- **STATED GOAL**: Starting at the beginning of the records and ending at the line containing "x=143, y=285", rewrite every line, requests included, and scale each coordinate in the answers by 1.1, rounding to whole numbers with halves rounded up. Leave the numbers in the requests and their format samples unchanged, and include both end lines.
• • • •
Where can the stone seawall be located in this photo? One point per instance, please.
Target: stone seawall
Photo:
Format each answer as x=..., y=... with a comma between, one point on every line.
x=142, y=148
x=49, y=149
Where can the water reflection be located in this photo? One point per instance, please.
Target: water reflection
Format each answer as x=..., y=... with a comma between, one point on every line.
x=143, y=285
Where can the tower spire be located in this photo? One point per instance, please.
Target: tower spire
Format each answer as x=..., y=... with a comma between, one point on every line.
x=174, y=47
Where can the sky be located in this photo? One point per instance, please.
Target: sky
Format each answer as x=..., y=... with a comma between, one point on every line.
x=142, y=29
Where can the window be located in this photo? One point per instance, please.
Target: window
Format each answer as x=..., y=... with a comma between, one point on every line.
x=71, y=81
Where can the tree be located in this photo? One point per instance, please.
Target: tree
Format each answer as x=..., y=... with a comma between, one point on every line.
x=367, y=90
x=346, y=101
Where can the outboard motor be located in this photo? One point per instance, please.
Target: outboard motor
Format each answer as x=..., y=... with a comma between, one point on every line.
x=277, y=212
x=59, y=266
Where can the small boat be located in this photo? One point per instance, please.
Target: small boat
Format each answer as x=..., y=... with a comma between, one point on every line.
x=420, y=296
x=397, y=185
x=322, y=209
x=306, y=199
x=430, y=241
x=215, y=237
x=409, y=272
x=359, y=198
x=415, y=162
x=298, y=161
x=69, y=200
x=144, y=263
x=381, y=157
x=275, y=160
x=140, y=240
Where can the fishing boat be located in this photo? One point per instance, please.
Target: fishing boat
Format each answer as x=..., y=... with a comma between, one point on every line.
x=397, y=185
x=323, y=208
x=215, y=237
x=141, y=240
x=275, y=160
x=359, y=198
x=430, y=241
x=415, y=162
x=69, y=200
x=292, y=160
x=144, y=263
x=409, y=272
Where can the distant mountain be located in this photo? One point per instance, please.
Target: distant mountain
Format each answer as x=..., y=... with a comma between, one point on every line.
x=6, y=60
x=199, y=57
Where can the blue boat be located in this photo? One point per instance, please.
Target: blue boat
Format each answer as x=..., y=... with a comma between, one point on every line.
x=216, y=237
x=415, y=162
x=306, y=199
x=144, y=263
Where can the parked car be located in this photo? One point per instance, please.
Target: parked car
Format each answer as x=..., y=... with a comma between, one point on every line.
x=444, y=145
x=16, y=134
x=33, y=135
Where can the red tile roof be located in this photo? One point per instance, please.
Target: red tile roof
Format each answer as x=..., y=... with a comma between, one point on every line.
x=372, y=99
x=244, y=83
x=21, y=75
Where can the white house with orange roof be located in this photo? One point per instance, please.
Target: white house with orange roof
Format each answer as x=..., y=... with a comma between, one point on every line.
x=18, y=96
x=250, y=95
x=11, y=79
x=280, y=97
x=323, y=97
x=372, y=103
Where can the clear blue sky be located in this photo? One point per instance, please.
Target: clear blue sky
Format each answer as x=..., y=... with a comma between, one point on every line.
• • • •
- **FULL ANSWER**:
Where can the stone seawall be located in this photo? One point per instance, please.
Target: stone seawall
Photo:
Format each answer as x=..., y=... with a comma between, one point on every line.
x=156, y=163
x=54, y=164
Where can the water reflection be located in this photo? One point per instance, please.
Target: water reflection
Format each answer as x=..., y=... with a comma between, one point on every line.
x=157, y=314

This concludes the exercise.